### [Requirement]
Output the lines from the line with "Mark every instance of the tower silhouette" through the end of the records as a two-column CSV with the columns request and answer, one row per request, putting each in one quoted field with line breaks changed to spaces.

### [Working data]

^^^^

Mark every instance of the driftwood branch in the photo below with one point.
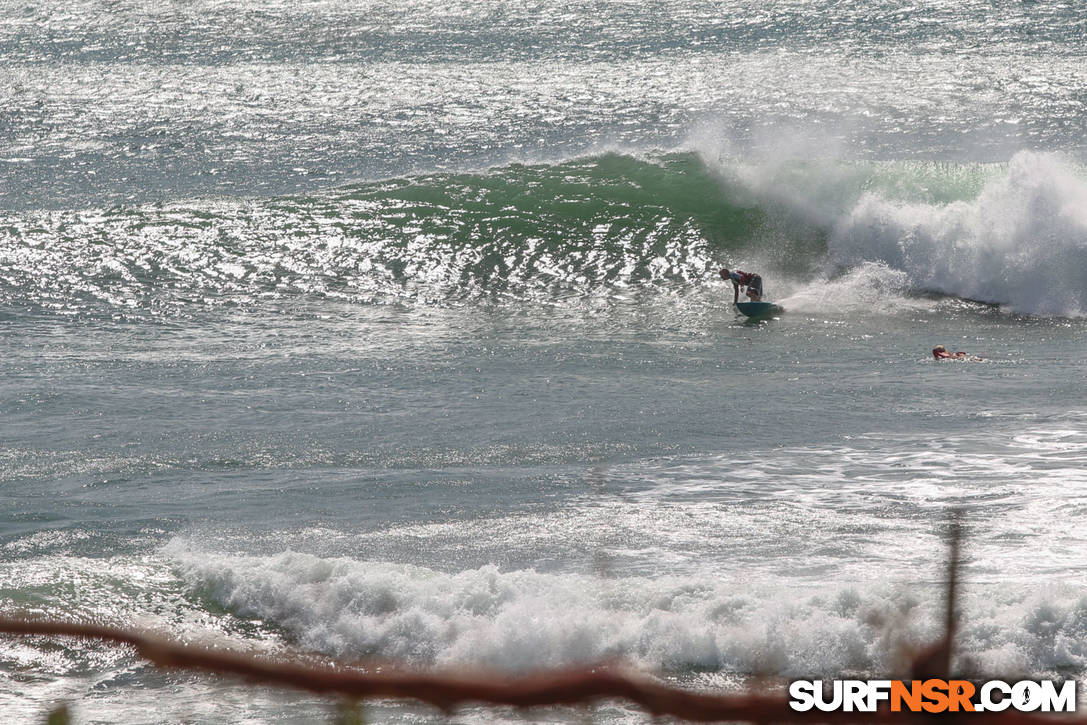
(449, 690)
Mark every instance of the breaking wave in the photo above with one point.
(524, 620)
(608, 226)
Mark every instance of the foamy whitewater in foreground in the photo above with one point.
(396, 333)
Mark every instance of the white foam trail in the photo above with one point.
(523, 620)
(1022, 242)
(870, 287)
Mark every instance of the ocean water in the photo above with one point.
(392, 329)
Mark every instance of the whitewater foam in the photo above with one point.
(1022, 242)
(523, 620)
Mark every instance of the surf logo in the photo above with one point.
(932, 696)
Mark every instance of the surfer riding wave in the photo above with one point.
(740, 278)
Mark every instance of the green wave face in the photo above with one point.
(598, 227)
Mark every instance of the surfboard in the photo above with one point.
(759, 309)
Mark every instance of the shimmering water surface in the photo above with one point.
(394, 329)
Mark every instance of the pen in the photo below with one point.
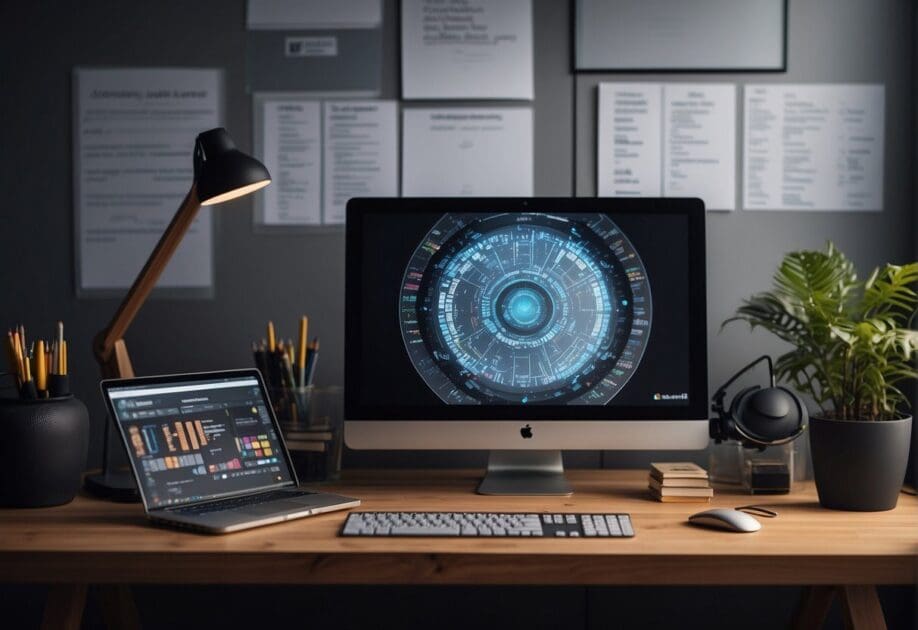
(313, 358)
(272, 346)
(301, 354)
(41, 368)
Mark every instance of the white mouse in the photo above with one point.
(725, 518)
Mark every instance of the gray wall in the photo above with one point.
(829, 40)
(40, 42)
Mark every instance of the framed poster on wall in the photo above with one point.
(667, 36)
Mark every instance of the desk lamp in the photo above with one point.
(221, 173)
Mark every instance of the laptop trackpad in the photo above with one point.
(274, 507)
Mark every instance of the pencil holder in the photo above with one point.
(43, 450)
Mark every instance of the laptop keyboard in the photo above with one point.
(238, 502)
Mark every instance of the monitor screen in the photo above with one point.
(539, 308)
(198, 438)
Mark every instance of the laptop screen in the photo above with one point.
(194, 438)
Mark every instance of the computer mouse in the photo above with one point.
(726, 519)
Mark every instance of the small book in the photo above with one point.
(678, 482)
(663, 499)
(666, 491)
(673, 470)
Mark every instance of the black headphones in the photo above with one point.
(758, 417)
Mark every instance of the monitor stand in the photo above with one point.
(534, 473)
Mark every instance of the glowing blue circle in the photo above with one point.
(524, 308)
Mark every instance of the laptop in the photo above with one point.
(207, 452)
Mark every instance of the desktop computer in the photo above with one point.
(525, 326)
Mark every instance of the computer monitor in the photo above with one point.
(525, 326)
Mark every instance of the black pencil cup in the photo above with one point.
(43, 448)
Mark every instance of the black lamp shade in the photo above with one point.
(223, 172)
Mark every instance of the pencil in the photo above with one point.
(24, 348)
(272, 345)
(41, 369)
(301, 355)
(17, 350)
(12, 355)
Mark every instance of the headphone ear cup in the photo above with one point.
(772, 415)
(733, 416)
(803, 415)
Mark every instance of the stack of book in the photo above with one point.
(680, 482)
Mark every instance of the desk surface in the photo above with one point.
(94, 541)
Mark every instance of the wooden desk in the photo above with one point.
(95, 542)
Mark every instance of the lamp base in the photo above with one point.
(115, 486)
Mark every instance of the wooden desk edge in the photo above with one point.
(460, 568)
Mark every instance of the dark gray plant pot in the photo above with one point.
(859, 465)
(43, 450)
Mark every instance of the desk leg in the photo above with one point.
(64, 607)
(813, 608)
(118, 607)
(861, 608)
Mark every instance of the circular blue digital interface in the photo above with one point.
(525, 309)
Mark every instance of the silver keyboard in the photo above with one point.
(488, 524)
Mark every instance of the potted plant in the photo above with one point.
(852, 350)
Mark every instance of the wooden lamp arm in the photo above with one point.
(108, 344)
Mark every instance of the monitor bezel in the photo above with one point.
(691, 208)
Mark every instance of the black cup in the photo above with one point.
(43, 448)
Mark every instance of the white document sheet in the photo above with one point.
(813, 147)
(474, 49)
(630, 140)
(134, 134)
(467, 152)
(699, 143)
(291, 149)
(291, 15)
(670, 140)
(361, 153)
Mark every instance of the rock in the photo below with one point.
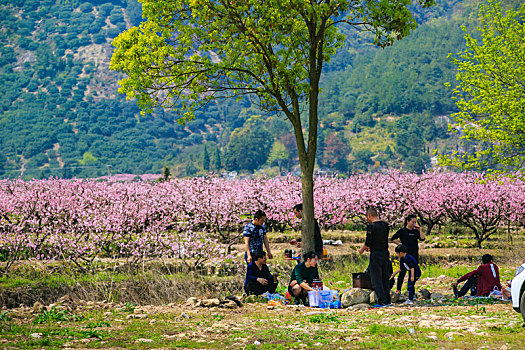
(402, 298)
(136, 316)
(37, 306)
(355, 296)
(229, 304)
(361, 306)
(394, 297)
(437, 296)
(211, 302)
(235, 299)
(192, 301)
(425, 294)
(251, 299)
(373, 298)
(144, 340)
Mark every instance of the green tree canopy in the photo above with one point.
(490, 96)
(190, 52)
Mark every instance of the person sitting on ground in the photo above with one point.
(258, 277)
(303, 276)
(318, 240)
(409, 235)
(408, 263)
(481, 281)
(380, 267)
(255, 236)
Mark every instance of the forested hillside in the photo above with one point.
(61, 114)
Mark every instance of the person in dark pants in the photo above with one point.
(302, 277)
(255, 237)
(258, 277)
(380, 266)
(481, 281)
(318, 240)
(408, 263)
(409, 235)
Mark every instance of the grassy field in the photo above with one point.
(111, 308)
(257, 326)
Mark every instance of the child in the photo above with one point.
(408, 263)
(481, 281)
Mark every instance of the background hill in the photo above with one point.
(61, 115)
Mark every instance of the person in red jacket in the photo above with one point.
(481, 281)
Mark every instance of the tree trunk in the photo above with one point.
(307, 225)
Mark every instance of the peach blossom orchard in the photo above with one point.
(76, 221)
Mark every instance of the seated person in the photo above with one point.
(481, 281)
(302, 277)
(258, 277)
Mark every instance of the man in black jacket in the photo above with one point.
(380, 266)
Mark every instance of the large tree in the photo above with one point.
(189, 52)
(491, 92)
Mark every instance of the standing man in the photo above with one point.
(380, 266)
(410, 235)
(255, 236)
(318, 240)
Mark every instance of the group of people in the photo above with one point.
(258, 277)
(481, 282)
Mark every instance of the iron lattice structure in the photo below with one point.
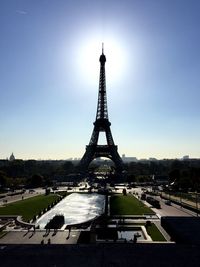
(101, 124)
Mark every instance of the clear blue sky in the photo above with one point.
(49, 71)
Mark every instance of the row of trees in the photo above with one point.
(182, 174)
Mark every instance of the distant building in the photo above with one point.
(152, 159)
(12, 157)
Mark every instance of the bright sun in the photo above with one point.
(89, 54)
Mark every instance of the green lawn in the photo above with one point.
(127, 205)
(154, 233)
(29, 207)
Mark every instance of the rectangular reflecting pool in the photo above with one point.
(76, 208)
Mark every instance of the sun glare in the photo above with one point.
(89, 54)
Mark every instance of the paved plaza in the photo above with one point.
(39, 237)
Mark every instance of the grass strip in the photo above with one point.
(155, 233)
(29, 207)
(127, 205)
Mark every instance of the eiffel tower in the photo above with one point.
(101, 124)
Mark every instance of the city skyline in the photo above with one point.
(49, 74)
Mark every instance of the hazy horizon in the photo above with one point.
(49, 75)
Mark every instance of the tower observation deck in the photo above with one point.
(101, 124)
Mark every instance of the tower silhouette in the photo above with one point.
(101, 124)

^^^^

### [Reply]
request,answer
"Mark every instance of the tower silhouette in the photo above with one point.","(101, 124)"